-- begin Data provided --
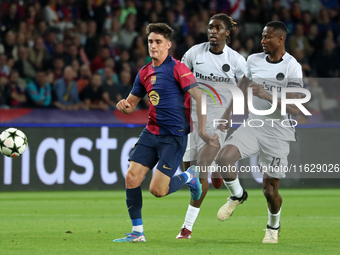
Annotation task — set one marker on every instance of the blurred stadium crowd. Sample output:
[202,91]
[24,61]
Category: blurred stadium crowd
[85,54]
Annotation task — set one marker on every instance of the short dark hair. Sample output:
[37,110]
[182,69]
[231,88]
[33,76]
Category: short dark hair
[160,28]
[228,22]
[278,26]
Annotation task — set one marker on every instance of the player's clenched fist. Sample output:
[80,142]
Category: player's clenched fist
[123,105]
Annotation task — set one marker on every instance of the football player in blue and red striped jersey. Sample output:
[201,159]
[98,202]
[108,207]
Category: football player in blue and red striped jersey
[169,85]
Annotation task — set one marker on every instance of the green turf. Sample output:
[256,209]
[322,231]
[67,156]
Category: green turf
[37,222]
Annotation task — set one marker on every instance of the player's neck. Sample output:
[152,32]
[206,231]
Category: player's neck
[276,56]
[158,61]
[217,48]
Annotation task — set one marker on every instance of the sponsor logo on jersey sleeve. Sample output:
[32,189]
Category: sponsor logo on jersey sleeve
[153,79]
[154,97]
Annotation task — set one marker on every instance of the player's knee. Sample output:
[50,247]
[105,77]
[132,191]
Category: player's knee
[224,159]
[131,180]
[203,180]
[269,193]
[157,192]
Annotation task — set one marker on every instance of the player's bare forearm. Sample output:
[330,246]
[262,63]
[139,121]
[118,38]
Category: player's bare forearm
[196,93]
[202,119]
[243,85]
[128,105]
[226,116]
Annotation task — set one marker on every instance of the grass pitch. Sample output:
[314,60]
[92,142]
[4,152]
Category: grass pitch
[87,222]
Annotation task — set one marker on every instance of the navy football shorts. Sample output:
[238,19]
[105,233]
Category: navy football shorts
[167,149]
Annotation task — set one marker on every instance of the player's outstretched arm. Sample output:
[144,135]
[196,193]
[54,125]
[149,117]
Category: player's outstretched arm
[196,93]
[259,91]
[128,105]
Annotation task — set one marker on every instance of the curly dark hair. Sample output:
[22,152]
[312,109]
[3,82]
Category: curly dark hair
[228,22]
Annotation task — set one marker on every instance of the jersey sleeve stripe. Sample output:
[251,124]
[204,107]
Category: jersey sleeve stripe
[294,85]
[190,87]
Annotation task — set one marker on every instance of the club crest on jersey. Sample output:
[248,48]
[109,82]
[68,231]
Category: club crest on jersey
[226,68]
[153,79]
[280,76]
[154,97]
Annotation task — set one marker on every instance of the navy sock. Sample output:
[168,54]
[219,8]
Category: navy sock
[177,182]
[134,204]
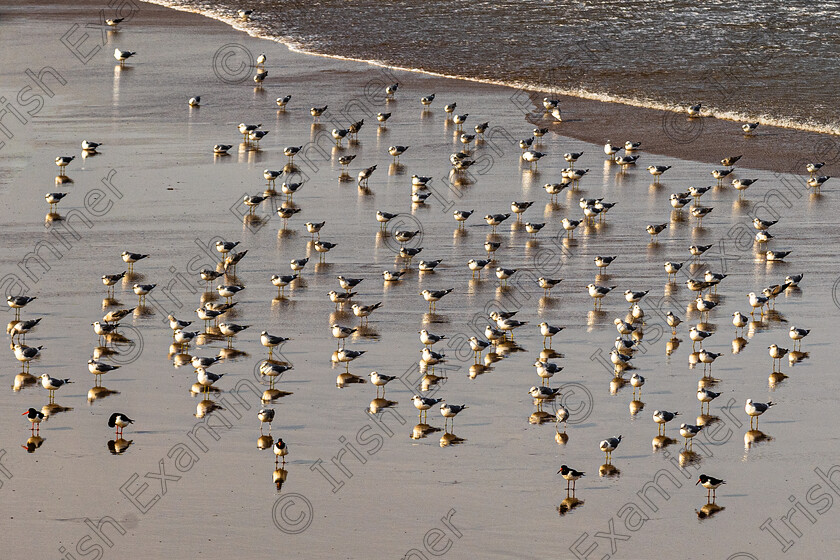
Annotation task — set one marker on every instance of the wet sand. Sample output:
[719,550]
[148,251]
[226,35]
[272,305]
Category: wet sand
[496,495]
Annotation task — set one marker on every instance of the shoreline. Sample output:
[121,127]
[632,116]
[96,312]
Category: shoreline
[662,132]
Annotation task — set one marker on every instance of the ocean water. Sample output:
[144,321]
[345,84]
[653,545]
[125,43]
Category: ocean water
[744,61]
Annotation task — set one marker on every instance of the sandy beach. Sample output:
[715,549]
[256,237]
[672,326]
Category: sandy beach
[194,482]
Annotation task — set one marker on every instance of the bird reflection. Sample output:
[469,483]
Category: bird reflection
[279,477]
[708,510]
[754,437]
[348,378]
[661,442]
[608,470]
[33,443]
[379,404]
[738,344]
[206,406]
[52,409]
[568,505]
[265,442]
[99,392]
[688,458]
[119,446]
[448,438]
[270,395]
[23,380]
[775,379]
[421,431]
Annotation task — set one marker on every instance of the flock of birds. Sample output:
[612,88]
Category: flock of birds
[501,325]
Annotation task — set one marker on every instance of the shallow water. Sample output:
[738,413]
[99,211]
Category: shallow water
[498,488]
[754,61]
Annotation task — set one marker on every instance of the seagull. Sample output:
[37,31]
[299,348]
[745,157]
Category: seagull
[543,393]
[35,418]
[657,171]
[533,157]
[817,182]
[797,334]
[604,262]
[548,331]
[548,283]
[677,202]
[697,335]
[380,380]
[672,268]
[637,381]
[131,258]
[721,174]
[291,152]
[141,290]
[749,128]
[271,341]
[339,134]
[707,357]
[609,445]
[266,416]
[634,297]
[119,421]
[813,168]
[62,162]
[709,482]
[122,56]
[117,315]
[429,339]
[477,346]
[753,409]
[280,450]
[705,396]
[450,411]
[549,103]
[598,292]
[365,174]
[571,475]
[423,404]
[206,378]
[316,112]
[52,384]
[341,333]
[662,417]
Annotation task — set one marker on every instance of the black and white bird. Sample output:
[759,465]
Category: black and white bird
[119,421]
[710,483]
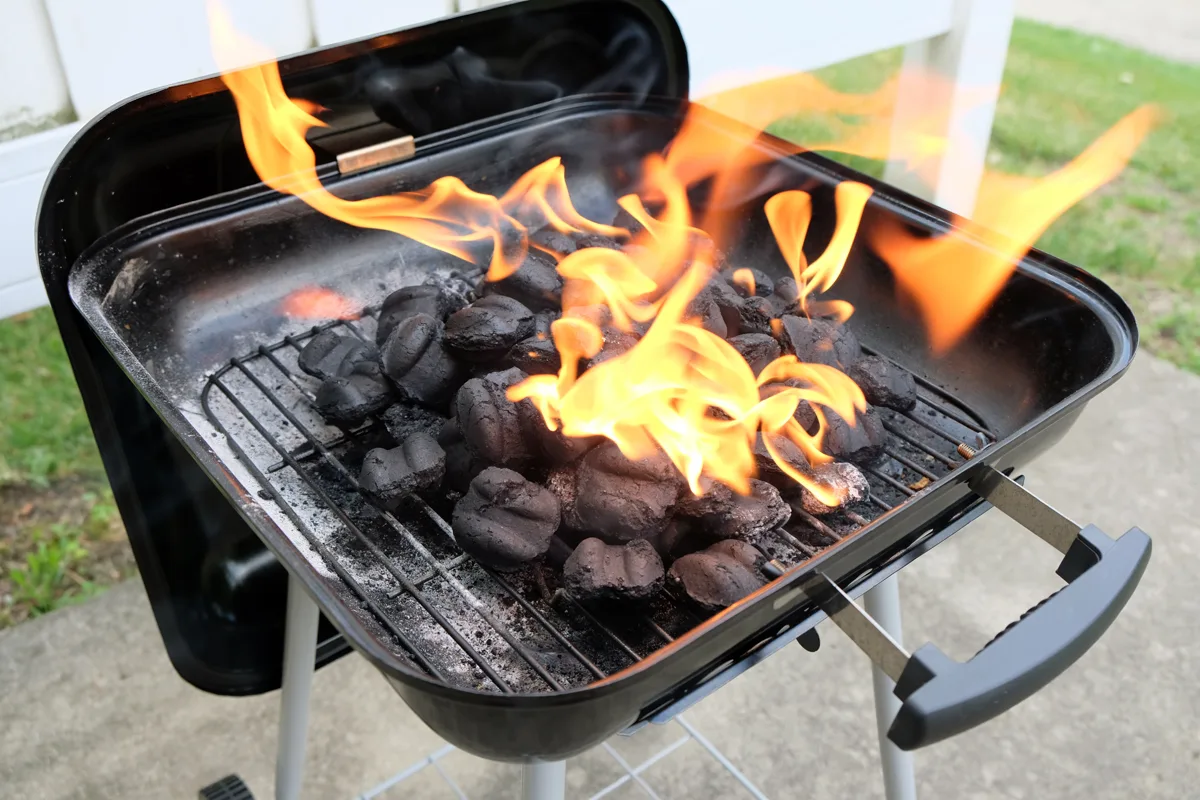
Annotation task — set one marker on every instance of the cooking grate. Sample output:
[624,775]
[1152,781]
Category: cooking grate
[453,618]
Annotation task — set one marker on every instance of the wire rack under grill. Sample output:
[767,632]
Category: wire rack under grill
[454,618]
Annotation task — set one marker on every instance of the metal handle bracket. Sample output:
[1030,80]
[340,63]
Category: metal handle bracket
[1025,507]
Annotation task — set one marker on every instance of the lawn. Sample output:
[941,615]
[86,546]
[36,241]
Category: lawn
[60,537]
[1061,90]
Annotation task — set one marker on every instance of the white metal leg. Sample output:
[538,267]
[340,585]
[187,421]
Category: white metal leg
[299,663]
[899,777]
[544,781]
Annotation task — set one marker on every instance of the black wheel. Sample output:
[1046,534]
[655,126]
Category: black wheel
[231,787]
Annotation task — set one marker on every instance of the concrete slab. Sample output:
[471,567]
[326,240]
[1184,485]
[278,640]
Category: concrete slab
[1169,28]
[91,708]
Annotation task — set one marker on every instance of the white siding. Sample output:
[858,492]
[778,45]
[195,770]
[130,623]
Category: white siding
[31,83]
[339,20]
[112,49]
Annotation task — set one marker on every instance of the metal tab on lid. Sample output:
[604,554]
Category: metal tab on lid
[376,155]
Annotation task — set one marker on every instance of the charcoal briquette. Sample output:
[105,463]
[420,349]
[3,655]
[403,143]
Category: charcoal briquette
[597,314]
[804,413]
[727,301]
[629,222]
[583,241]
[331,355]
[720,575]
[706,310]
[417,463]
[402,420]
[349,400]
[462,465]
[754,316]
[600,572]
[409,301]
[618,499]
[417,360]
[724,513]
[504,521]
[841,476]
[769,470]
[785,299]
[492,425]
[555,241]
[861,443]
[459,288]
[761,282]
[537,283]
[489,328]
[757,349]
[819,341]
[552,447]
[616,342]
[537,356]
[883,383]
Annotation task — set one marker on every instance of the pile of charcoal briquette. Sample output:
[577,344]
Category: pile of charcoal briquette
[449,348]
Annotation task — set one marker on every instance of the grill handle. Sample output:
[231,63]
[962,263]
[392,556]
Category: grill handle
[942,697]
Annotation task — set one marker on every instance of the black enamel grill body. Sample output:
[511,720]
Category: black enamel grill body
[167,264]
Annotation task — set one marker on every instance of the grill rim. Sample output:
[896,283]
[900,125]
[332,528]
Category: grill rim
[947,404]
[1102,300]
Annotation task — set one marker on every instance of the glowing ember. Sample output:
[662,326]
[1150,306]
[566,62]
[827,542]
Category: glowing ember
[682,389]
[744,278]
[315,302]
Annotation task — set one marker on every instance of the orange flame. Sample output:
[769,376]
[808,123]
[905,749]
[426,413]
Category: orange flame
[952,278]
[682,389]
[317,302]
[447,215]
[790,212]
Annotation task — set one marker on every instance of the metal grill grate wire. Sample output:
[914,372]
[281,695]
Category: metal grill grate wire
[949,426]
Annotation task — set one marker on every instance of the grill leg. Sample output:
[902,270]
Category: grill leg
[544,781]
[899,779]
[299,663]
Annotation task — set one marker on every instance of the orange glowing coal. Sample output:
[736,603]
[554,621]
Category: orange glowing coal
[682,389]
[317,302]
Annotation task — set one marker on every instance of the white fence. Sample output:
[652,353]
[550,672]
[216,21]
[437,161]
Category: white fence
[67,60]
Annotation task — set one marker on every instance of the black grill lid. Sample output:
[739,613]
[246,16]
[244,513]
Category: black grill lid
[216,594]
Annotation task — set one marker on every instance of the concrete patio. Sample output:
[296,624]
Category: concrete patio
[93,709]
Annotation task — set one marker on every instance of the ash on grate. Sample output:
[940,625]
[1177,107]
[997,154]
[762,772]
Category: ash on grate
[627,507]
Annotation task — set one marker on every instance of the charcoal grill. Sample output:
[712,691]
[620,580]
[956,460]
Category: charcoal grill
[166,263]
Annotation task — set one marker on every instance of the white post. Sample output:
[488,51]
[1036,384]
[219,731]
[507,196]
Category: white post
[544,781]
[899,774]
[970,58]
[299,663]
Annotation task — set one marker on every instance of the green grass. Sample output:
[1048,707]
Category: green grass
[72,547]
[43,429]
[1060,91]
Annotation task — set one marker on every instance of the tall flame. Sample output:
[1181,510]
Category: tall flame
[952,278]
[447,215]
[682,389]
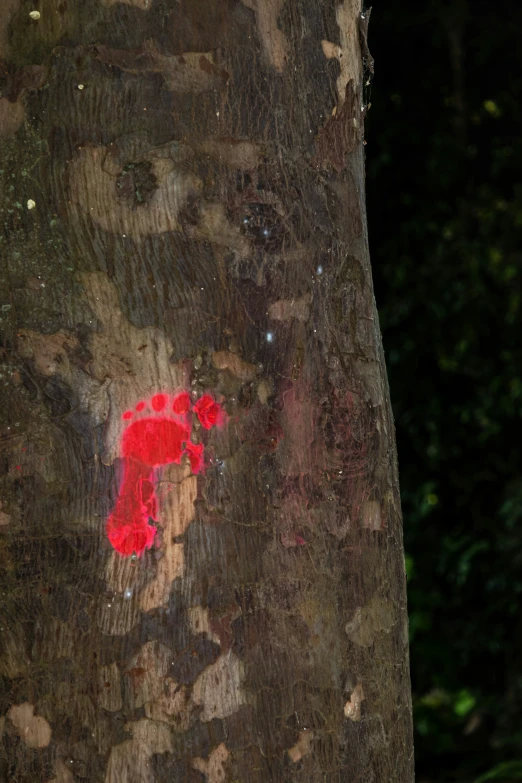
-- end Data provided --
# To be done
Reproduce word for word the lines above, from the line with "the white post." through the end of the rows, both ends included. Omit the pictures.

# Answer to this exercise
Annotation task — set one marker on every instance of the white post. Sample output:
[488,51]
[1036,384]
[219,731]
[507,196]
Category: white post
[544,781]
[899,774]
[970,58]
[299,663]
Annotation task — set one marker on every instance of the green grass. Sample output:
[1048,707]
Category: green grass
[72,547]
[43,429]
[1060,91]
Annotation task — set one marker on every instance of the tall flame. Sample output:
[1181,510]
Category: tall flame
[952,278]
[447,215]
[682,389]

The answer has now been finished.